Task prompt: Rewrite the lines below, replacing "Current query" with "Search phrase" wherever it appears and changing nothing else.

___ Excerpted data ___

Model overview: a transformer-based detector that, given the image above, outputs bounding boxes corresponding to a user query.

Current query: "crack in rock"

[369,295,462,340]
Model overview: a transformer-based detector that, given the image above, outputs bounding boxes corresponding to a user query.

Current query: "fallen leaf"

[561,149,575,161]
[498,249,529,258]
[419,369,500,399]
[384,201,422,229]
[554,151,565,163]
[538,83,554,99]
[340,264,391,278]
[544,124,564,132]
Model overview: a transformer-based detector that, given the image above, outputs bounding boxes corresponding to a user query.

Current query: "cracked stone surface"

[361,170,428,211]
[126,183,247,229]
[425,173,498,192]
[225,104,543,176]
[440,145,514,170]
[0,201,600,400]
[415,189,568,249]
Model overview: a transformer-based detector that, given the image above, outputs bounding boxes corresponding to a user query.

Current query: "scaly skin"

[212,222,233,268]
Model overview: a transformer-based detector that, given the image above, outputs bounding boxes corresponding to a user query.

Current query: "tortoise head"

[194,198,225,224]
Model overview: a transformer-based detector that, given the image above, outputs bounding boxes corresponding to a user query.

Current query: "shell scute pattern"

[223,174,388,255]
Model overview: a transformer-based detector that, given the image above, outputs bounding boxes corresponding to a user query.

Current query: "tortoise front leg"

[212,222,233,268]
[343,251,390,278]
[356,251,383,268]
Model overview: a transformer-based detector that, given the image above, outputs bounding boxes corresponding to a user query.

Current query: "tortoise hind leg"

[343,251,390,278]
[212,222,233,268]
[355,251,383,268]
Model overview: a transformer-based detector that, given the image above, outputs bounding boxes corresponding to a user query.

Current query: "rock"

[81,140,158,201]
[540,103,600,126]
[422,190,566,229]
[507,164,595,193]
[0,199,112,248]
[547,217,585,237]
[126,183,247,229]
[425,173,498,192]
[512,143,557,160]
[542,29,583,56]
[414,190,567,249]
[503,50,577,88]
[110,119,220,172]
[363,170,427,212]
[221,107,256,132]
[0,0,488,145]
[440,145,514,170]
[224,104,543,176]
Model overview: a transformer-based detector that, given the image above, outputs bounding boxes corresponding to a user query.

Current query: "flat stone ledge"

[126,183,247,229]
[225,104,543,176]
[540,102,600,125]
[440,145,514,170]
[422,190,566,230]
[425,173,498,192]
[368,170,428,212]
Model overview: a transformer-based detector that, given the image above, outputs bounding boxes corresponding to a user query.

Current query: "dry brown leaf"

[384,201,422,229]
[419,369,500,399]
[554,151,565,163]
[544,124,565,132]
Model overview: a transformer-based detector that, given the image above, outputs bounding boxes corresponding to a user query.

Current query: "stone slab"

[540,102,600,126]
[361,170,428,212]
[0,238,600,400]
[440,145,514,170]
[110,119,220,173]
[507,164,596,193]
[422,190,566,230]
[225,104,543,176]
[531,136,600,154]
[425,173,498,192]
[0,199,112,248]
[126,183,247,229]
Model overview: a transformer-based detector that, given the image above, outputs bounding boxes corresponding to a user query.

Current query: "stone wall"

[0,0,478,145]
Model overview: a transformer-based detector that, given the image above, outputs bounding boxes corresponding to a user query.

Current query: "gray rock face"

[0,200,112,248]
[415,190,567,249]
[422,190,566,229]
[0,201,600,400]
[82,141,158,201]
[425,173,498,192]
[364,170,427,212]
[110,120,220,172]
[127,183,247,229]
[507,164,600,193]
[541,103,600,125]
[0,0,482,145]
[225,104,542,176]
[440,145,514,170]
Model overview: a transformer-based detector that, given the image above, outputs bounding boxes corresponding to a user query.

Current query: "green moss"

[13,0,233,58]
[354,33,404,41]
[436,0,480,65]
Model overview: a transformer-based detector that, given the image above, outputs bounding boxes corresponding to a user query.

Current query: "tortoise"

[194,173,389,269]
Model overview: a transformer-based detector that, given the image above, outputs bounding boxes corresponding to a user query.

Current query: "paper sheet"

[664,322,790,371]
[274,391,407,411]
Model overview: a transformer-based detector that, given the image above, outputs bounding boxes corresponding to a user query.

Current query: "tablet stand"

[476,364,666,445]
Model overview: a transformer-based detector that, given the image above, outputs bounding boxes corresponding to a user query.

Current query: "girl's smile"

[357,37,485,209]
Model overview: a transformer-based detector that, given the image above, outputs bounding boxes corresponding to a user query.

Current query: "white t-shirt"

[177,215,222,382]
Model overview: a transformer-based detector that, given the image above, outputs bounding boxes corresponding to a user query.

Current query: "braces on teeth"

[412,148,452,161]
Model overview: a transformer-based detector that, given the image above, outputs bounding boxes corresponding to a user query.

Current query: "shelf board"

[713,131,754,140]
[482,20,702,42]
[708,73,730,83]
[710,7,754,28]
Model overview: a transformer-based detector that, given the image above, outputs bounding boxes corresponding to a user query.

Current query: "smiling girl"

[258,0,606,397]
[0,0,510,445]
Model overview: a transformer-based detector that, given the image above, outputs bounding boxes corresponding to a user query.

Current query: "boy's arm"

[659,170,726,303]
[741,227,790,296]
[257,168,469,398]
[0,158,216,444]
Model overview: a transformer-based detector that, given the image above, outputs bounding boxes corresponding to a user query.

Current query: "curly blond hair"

___

Final result:
Model overview: a transformer-based detector that, given the image above, outputs bounding boxes corresponding to a user query.

Search phrase: "crack in rock"

[369,295,462,340]
Model overview: a transformer-based detector that, given the image above, outputs bounding boxes corresponding to a user query.

Search phrase: "fallen leaf"

[561,149,575,161]
[498,249,529,258]
[419,369,500,399]
[384,201,422,229]
[554,151,565,163]
[538,83,554,99]
[340,264,391,278]
[544,124,564,132]
Model overview: a transformer-based detector that, given the image above, outputs bounding boxes corresponding to a user query.

Search phrase: "cracked stone surface"

[361,170,428,211]
[126,183,247,229]
[425,173,498,192]
[225,104,543,176]
[440,145,514,170]
[0,201,600,400]
[415,189,568,249]
Model overview: a transformer-based detector that, given the image above, outputs bounding boxes corresponding to a user query.

Search phrase: "scaly skin"

[212,222,233,268]
Model overview: a transformer-based detector that, given the image above, outputs bounding boxes corresponding to a user query.

Search phrase: "tortoise head"

[194,198,225,224]
Model overview: a transformer-based detector that, given the image above, outputs bounding boxes corresponding to a user query.

Search phrase: "shell scute pattern"

[223,174,388,255]
Model overview: a transformer-based detector that, given the image above, outputs bounding boxes corresponding to a user query.

Search phrase: "tortoise front leg"

[212,222,233,268]
[343,251,390,278]
[356,251,383,268]
Model overview: a transformer-based detector that, given the image above, outputs bounding boxes corresponding to a user query.

Search phrase: "tortoise hind leg"

[343,251,390,278]
[212,222,233,268]
[355,251,383,268]
Model overview: a transformer-based detector that, given the image above, outputs bounding boxes corresponding to a user query.

Search phrase: "rock"

[81,140,158,201]
[540,103,600,126]
[422,190,566,229]
[507,164,595,193]
[0,199,112,248]
[547,217,585,237]
[126,183,247,229]
[425,173,498,192]
[512,143,557,160]
[542,29,583,56]
[414,190,567,249]
[503,50,577,88]
[110,119,220,172]
[363,170,427,212]
[221,107,256,132]
[0,0,488,145]
[440,145,514,170]
[224,104,543,176]
Model overview: a transformer-based detector that, given the image above, outputs bounding boxes corresponding to a user query.

Search phrase: "flat stone ledge"

[126,183,247,229]
[225,104,543,176]
[540,102,600,125]
[440,145,514,170]
[422,190,566,230]
[425,173,498,192]
[368,170,428,212]
Model overview: a transformer-based detector that, given the image above, outputs bounding boxes corresponding to a user query.

Search phrase: "dry brown leaf"

[384,201,422,229]
[419,369,500,399]
[554,151,565,163]
[544,124,565,132]
Model overview: a transformer-based detector that, given the image above, outputs bounding boxes corresponding to a user query.

Search phrase: "stone slab"

[540,102,600,126]
[361,170,428,212]
[0,238,600,400]
[440,145,514,170]
[110,119,220,173]
[507,164,596,193]
[422,190,566,230]
[225,104,543,176]
[531,136,600,154]
[425,173,498,192]
[0,199,112,248]
[126,183,247,229]
Model overview: a transformer-based detector that, given the image above, outputs bounding boxes corresponding to a user query.

Search phrase: "stone wall"

[0,0,478,145]
Model overview: a transformer-based detector that, given the image above, outputs bounding boxes corresponding to a user query.

Search phrase: "gray rock face"

[0,200,112,248]
[415,190,567,249]
[422,190,566,229]
[0,201,600,400]
[82,141,158,201]
[425,173,498,192]
[364,170,427,212]
[110,120,220,172]
[127,183,247,229]
[507,164,600,193]
[541,103,600,125]
[0,0,482,145]
[225,104,542,176]
[440,145,514,170]
Model overview: a transformer-based detector that, given the image above, outputs bounding boxes corresponding to a user query.

Search phrase: "green moss"

[13,0,233,58]
[354,33,404,41]
[436,0,480,65]
Model overview: a transformer-based detector that, given the image above, outputs bounding boxes corresponding to a user query.

Search phrase: "tortoise"

[194,173,389,269]
Model overview: a transformer-based detector that, given the image above, outputs bounding boxes corresponding to a user query.

Search phrase: "paper sheet"

[664,322,790,371]
[274,391,407,411]
Model overview: a transformer-based detector that, given the image above, outputs bounding boxes corresponding to a user query.

Search phrase: "tablet stand"

[476,364,666,445]
Model overview: a transformer-based detector that, given the image above, outputs bounding boxes corresponding to a user query.

Search phrase: "girl's smile"

[357,37,485,209]
Model overview: a transformer-based detector that, given the image above, outputs bounding boxes corresponding to a user query.

Search phrase: "white t-shirt"

[177,215,222,382]
Model overview: a transformer-based detector that, given the image above, outputs bounding boxes corresponding to a user query.

Search phrase: "braces on teeth"

[412,148,452,161]
Model overview: a transformer-based detector that, given the image above, outputs bounding boxes corresponding to a user query.

Search phrase: "shelf board"

[713,131,754,140]
[482,20,702,42]
[708,73,730,83]
[710,7,754,28]
Model overview: a transformer-based detector that, given the image above, outputs bounding boxes corresponding to a user query.

Search phrase: "smiling girl"

[258,0,606,397]
[0,0,510,445]
Model overview: a transformer-based detector that, given the image above, outputs bounding boxes corresponding to a user query.

Search phrase: "boy's arm"

[659,170,726,303]
[741,227,790,296]
[257,168,469,398]
[0,158,216,444]
Model overview: a transformer-based detector that, given the image above, outputs bounding boxes corresponding to a user query.

Search phrase: "curly blond hair"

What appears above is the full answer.